##### PAGE #####

Monday, July 06, 2009

Reassessing The Facts About The Tax Rate

Shelby County Commissioner Mike Ritz continues to wage a war for truth in government taxation that would make Don Quixote proud.

Or perhaps more aptly, he feels like the Amish shunned from the community for talking too much to the outside world. In his case, the sin is not going along with the party line when it comes to rolling back the tax rate following the reappraisal of property.

While Shelby County Government has voted twice to approve a $4.02 property tax rate inside Memphis and $4.06 outside Memphis, Commissioner Ritz makes the case that the amount should more accurately be $3.92 inside Memphis and $3.96 outside Memphis.

Rolling Ahead

Here’s his argument: in the wake of a reappraisal, city and county governments are required by law to roll back their tax rates so that the same amount of property tax revenues is produced. Then and only then can the local governments increase the tax rate.

This process was designed to ensure transparency in the setting of the property tax rate, but characteristically, there is a rather large gray area: both city and county governments are allowed to set aside an amount that is alleged to be the amount needed to cover appeals of the reappraisals.

This time around, the board of commissioners, at the recommendation of the Wharton Administration, built in 21 cents (more than $25 million) as an allowance to cover possible appeals. Commissioner Ritz considers that amount excessive, pointing out that four years ago, county government set aside 17 cents but only used 10 cents.

The Good Fight

He said that in other words, county government was able to hide a 7 cent increase inside of the allowance, and he contends that the same thing is happening this year.

“(Shelby County Director of Finance) Mike Swift comments (in support of a $4.02 rate) make little sense,” he wrote in a letter to the county attorney. “I think Mr. Swift was really covering the administration’s need and desire for more money.”

While Commissioner Ritz’s target was county government, the same argument could be made on the cityside of the street.

Most of all, Mr. Ritz argues that the public deserves to know that their taxes are being effectively increased and that rhetoric saying that county government has made a 2 cent tax cut this year is misleading. (City of Memphis claims a 6 cent decrease from $3.25 to $3.19. After all, there was no real cut in taxes; there was only the adjustment in light of increased revenues.

##### RAW DATA #####

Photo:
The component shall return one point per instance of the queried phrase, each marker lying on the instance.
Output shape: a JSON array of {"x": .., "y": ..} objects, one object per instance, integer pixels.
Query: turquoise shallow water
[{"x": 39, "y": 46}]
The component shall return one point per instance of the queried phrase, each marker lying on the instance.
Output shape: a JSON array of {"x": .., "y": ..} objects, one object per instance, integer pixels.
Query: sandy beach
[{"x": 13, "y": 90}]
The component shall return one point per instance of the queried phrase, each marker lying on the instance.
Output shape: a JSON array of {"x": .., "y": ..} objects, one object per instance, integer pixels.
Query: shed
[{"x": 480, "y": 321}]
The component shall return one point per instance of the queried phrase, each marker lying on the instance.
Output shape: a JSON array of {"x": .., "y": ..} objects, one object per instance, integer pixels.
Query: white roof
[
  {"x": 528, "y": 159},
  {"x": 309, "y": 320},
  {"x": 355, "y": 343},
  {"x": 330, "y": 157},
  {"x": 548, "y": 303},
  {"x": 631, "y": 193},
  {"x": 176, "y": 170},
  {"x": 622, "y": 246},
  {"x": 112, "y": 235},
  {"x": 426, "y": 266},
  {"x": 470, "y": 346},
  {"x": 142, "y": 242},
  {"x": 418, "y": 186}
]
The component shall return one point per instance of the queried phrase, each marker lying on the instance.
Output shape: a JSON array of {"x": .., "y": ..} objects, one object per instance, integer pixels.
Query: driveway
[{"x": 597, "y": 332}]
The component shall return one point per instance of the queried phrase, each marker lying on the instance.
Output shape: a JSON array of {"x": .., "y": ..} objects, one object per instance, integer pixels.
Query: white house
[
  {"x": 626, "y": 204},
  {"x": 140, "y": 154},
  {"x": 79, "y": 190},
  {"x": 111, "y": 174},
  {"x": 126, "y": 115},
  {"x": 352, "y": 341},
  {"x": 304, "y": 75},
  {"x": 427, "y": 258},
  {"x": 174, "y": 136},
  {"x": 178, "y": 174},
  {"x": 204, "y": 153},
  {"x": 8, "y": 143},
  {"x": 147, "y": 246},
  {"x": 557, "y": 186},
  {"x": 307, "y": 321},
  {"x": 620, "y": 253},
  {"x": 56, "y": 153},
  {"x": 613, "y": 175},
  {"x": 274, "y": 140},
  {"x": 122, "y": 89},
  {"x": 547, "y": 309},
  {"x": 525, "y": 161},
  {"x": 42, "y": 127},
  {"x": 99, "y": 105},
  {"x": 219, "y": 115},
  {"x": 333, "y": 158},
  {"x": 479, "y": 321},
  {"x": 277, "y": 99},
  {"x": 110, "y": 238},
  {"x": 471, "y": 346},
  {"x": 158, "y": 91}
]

#####

REQUIREMENTS:
Answer these from the post on the Shelby County tax rate:
1. What property tax rate inside Memphis does Commissioner Ritz say would be more accurate?
2. How many cents did the board of commissioners build in as an allowance for possible appeals this time?
3. Four years ago, how many cents did county government set aside for appeals, and how many did it use?

WRITTEN ANSWER:
1. $3.92
2. 21 cents (more than $25 million)
3. It set aside 17 cents and used 10 cents.